- What to work on:
1) Answer these questions using the Mumford and Sons CD review.
(a) Where is The Avett Brothers band based?
(b) In what year did the members of Mumford and Sons get together?
(c) Which website let the reviewer listen to some of the year's best albums for free?
2) Decide whether each statement agrees with the Mumford and Sons CD review.
(a) The members of Mumford and Sons are related to one another.
(b) "Sigh No More" was the band's first album.
(c) The reviewer names bluegrass as central to the band's music.
3) Extend the Mumford and Sons CD review past its last sentence.

- Page extract:
^^^^^^^^
CD review: Mumford and Sons

Published 12:00 am Thursday, March 3, 2011

By Katie Scarvey
kscarvey@salisburypost.com
One of the highlights of the Grammys this year was getting to see the live Avett Brothers performance — which helped make the Concord-based band one of the top searches on Google the next day.
And just as good was seeing Mumford and Sons who, like The Avett Brothers, are in the vanguard of a burgeoning folk revival.
I first became aware of these London-based lads when I heard that they were touring last year with Cadillac Sky, a wonderful band I was introduced to at Merlefest (which has since, sadly, disbanded).
Through the magic of Spinner.com, I stumbled upon the music of Mumford and Son in December. The website allowed visitors to listen to some of the year’s best albums, for free. I sampled a lot of them one lazy Saturday afternoon but there was only one that kept me coming back: “Sigh No More,” Mumford and Sons’ debut folk rock album, which was released in the US about a year ago.
Mumford and Sons is composed of Marcus Mumford, Country Winston, Ben Lovett and Ted Dwane, who aren’t actually family but a group of friends who got together in 2007.
At the heart of their music is bluegrass, but there’s a rock energy there as well, frenetic but well-controlled, jubilant, exuberant, infectious. The sound is rich and the harmonies excellent.
Many of the songs start somewhat reflectively and then push headlong into driving crescendos that will have you fist-pumping or beating on your steering wheel.
^^^^^^^^
- Dataset extract:

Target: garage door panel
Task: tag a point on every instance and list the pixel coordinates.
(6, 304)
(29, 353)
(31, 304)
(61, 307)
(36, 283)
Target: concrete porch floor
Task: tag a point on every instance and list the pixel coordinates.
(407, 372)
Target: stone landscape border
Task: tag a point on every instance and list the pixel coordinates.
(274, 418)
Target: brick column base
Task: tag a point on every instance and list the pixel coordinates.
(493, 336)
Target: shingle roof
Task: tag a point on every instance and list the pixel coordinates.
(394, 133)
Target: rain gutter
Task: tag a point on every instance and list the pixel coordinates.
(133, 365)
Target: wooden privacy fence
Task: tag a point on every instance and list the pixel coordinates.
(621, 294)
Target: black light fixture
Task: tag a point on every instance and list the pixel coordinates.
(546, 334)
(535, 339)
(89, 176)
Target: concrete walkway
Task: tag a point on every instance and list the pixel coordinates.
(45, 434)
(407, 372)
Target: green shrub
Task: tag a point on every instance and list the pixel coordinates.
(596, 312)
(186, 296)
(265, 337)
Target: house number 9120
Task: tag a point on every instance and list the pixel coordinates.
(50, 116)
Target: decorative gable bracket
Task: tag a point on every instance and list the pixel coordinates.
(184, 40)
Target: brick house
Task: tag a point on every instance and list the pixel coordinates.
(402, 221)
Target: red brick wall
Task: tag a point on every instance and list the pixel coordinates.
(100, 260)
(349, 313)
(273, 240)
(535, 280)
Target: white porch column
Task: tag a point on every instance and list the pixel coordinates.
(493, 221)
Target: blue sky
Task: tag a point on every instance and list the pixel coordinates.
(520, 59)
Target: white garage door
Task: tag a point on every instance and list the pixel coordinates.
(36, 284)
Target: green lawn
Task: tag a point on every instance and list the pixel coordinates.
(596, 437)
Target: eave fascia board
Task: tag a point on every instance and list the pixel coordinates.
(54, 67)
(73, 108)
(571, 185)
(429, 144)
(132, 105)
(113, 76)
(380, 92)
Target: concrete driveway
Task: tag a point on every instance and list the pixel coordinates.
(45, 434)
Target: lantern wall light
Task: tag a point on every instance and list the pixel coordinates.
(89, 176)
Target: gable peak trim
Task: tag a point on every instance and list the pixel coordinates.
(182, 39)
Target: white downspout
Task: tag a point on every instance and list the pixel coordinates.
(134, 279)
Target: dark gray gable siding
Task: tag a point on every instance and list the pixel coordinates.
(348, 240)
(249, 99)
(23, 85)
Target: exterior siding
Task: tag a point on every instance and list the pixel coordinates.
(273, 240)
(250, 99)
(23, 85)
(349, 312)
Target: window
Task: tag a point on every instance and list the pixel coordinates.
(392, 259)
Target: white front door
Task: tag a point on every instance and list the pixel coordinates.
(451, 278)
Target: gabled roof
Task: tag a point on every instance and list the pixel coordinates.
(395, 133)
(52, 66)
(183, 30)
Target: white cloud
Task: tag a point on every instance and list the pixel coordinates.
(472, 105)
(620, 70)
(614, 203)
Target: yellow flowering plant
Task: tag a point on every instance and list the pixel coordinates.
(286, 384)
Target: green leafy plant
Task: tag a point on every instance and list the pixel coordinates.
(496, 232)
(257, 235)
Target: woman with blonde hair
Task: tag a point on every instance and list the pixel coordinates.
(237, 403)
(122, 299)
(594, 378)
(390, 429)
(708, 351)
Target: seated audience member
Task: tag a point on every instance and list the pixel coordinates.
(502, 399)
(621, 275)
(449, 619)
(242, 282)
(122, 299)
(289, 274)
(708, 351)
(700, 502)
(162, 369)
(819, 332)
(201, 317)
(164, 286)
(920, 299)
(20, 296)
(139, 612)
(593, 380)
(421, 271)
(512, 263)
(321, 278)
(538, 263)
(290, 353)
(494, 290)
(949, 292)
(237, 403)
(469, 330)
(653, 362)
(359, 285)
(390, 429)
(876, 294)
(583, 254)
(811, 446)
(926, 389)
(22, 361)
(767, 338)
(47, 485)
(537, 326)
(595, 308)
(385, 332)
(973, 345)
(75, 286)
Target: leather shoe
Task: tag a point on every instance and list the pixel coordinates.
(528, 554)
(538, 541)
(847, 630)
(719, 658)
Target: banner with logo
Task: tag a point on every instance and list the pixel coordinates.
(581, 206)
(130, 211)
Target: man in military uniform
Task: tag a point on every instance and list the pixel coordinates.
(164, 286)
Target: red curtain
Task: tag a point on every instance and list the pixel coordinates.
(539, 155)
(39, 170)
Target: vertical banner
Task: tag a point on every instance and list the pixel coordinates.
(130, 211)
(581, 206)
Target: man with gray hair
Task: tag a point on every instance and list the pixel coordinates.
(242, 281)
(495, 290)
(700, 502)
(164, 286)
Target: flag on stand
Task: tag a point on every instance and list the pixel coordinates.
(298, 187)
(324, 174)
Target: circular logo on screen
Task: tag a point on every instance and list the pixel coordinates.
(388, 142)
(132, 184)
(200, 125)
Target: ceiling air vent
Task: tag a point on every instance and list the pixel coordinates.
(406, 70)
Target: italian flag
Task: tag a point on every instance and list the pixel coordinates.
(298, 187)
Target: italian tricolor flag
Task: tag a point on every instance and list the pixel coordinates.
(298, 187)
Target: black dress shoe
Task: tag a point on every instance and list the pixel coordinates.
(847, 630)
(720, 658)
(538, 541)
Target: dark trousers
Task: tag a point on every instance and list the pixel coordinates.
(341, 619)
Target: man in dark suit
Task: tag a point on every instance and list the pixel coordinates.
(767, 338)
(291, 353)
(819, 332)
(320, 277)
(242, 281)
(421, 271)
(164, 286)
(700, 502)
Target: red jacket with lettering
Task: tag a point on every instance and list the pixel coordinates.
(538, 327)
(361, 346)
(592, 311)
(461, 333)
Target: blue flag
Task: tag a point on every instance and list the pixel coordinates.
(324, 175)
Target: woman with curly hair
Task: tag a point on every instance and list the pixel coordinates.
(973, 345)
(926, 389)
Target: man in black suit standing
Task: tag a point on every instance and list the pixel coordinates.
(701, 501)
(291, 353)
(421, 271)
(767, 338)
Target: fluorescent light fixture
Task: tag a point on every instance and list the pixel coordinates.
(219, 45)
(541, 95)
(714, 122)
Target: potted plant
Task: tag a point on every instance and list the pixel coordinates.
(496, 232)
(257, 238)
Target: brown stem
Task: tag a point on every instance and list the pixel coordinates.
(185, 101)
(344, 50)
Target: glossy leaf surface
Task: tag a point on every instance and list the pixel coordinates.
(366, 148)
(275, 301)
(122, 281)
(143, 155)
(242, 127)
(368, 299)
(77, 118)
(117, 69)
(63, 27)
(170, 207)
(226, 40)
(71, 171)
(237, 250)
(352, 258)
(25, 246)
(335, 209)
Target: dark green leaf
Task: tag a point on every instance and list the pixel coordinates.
^^^^^^^^
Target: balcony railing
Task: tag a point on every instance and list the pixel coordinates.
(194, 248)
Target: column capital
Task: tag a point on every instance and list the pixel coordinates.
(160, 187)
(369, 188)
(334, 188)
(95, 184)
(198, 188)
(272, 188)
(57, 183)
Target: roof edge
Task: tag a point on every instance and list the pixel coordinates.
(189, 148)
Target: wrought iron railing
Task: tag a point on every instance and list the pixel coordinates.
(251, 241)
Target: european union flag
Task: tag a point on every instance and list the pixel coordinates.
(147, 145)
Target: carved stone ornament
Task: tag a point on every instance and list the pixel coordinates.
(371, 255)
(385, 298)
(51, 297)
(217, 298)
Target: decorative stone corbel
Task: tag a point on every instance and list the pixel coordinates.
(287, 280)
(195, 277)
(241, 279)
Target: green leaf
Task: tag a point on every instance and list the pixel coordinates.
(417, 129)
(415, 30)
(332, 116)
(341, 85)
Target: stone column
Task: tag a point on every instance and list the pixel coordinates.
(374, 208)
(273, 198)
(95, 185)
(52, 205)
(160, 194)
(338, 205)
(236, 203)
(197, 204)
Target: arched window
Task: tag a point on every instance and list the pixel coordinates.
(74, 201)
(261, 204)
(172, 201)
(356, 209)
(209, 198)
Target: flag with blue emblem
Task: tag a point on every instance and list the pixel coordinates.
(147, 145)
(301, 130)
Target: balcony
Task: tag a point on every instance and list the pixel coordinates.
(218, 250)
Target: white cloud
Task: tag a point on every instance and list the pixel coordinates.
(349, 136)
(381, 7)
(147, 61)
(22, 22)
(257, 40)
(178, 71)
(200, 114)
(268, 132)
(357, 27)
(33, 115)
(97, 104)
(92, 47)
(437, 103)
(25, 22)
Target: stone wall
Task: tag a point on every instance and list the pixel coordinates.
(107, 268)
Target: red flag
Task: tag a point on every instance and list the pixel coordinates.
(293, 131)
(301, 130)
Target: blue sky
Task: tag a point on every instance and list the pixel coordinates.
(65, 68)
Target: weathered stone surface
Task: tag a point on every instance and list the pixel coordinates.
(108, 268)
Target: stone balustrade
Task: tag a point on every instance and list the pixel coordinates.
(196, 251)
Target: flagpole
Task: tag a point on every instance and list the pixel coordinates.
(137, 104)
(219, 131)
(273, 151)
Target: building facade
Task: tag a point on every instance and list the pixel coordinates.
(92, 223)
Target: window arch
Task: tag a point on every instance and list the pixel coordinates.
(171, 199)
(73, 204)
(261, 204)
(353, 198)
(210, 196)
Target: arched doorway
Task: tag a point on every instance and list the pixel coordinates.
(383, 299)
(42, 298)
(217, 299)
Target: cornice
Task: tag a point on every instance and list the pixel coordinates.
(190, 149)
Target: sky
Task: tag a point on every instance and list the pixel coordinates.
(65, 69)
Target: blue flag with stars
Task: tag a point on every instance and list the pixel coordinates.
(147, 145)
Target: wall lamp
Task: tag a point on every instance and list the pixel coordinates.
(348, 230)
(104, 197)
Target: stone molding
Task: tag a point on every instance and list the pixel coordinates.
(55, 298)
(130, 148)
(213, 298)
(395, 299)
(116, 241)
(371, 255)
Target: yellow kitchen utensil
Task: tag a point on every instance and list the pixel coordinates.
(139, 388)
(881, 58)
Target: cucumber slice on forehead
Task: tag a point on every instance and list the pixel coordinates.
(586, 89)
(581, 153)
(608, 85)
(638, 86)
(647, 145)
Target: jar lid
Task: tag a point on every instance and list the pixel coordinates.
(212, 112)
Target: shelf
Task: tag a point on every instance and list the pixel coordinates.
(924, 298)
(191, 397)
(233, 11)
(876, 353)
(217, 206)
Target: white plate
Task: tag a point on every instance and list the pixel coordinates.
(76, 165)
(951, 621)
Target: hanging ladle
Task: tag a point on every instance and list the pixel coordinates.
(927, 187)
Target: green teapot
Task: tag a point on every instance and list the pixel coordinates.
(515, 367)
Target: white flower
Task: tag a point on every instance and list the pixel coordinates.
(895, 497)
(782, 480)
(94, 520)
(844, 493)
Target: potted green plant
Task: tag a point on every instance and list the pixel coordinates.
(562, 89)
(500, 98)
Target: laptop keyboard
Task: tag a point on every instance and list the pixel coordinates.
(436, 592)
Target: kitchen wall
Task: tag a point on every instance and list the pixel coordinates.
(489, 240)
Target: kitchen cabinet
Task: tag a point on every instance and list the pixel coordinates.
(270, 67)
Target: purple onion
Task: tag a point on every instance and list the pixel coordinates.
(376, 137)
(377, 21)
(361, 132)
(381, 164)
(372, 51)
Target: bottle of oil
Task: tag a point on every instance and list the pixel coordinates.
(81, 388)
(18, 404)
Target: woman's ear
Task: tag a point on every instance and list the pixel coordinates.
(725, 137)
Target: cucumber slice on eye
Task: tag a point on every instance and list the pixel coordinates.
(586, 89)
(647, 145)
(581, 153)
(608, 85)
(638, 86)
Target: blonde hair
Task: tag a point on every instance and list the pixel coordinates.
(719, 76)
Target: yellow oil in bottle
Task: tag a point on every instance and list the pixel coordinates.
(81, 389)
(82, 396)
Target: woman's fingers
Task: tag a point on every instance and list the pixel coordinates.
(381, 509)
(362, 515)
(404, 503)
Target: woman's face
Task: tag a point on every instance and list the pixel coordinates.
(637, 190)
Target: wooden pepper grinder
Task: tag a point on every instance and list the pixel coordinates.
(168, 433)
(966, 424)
^^^^^^^^
- Per-task outputs:
1)
(a) Concord.
(b) 2007.
(c) Spinner.com.

2)
(a) No: "who aren’t actually family but a group of friends"
(b) Yes: "Mumford and Sons’ debut folk rock album"
(c) Yes: "At the heart of their music is bluegrass"

3)
One of the hottest songs on the album, “Little Lion Man,” is a wild, passionate anthem of regret, fueled with a heartbreak that propels it like a runaway train. It received a Grammy nomination for best rock song of the year, kind of amazing for a banjo-driven song. Although I love Neil Young, I think “Little Lion Man” makes Young’s winning “Angry World” look pretty pale by comparison.
There’s a sturdy Anglo-Saxon heft to the band’s lyrics, which at their best resonate like the King James version of the Bible or a Steinbeck novel.
The album’s lyrics cut close to the bone when it comes to emotions: “Love, it will not betray you, dismay or enslave you/ It will set you free/ Be more like the man you were made to be.”
Particularly literate fans will note that “Sigh No More” includes lines from Shakespeare’s “Much Ado About Nothing,” including “Serve God, love me and mend” and “Man is a giddy thing.”
The band has its detractors, who like to accuse it of such egregious sins as “exaggerated earnestness” (a charge sometimes leveled against The Avett Brothers as well).
Fortunately, no one listens to critics all that much, especially ones who like to heap scorn on bands who have the effrontery to find their way to the masses.